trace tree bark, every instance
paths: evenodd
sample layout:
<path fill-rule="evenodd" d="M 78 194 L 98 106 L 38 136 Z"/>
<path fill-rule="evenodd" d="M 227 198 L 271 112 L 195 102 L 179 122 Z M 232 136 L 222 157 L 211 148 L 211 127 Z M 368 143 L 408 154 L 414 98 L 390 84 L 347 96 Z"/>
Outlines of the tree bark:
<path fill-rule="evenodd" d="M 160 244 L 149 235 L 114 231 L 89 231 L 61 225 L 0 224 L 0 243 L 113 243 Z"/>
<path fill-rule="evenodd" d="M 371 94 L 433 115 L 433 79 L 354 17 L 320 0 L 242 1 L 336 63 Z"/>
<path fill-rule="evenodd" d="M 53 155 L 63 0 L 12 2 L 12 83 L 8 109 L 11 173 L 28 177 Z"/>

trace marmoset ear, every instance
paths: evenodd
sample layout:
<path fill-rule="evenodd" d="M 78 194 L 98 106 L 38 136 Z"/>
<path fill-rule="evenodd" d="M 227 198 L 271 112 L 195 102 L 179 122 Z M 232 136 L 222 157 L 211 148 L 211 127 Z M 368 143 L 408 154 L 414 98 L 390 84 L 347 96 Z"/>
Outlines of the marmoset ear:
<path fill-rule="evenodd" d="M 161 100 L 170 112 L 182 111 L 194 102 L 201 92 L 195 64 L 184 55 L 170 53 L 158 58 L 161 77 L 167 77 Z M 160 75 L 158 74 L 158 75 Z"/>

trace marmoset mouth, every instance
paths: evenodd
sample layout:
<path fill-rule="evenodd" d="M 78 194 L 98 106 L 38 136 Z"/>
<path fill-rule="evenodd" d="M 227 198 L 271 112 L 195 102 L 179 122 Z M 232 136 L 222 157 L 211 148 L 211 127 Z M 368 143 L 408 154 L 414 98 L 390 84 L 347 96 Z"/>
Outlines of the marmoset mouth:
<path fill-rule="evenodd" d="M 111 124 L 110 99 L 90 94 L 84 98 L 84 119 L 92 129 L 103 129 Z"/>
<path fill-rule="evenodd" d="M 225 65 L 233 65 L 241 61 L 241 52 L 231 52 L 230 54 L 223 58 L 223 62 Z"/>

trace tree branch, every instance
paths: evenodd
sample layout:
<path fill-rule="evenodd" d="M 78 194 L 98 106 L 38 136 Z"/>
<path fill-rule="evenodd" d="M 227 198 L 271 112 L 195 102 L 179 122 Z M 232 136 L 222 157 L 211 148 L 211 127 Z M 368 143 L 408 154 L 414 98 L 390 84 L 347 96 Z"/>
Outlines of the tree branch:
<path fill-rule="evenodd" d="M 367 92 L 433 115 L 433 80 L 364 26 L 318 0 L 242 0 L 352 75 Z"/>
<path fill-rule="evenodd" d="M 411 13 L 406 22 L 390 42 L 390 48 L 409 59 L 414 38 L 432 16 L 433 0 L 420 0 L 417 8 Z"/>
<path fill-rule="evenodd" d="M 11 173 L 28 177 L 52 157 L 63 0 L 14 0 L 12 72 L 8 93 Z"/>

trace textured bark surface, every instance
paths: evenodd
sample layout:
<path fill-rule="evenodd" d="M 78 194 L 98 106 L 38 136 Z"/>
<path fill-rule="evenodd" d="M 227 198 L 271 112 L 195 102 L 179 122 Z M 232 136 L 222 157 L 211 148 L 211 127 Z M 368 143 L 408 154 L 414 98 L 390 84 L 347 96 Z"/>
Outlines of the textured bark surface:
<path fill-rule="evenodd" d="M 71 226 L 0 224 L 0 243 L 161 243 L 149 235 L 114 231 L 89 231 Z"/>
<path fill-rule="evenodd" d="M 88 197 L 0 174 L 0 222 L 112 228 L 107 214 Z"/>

# [Task statement]
Return each line of the material above that contains the string "Outlines", matching case exactly.

# [Exercise response]
Outlines of the tree bark:
Outlines of the marmoset ear:
Outlines of the marmoset mouth:
Outlines of the tree branch:
Outlines of the textured bark surface:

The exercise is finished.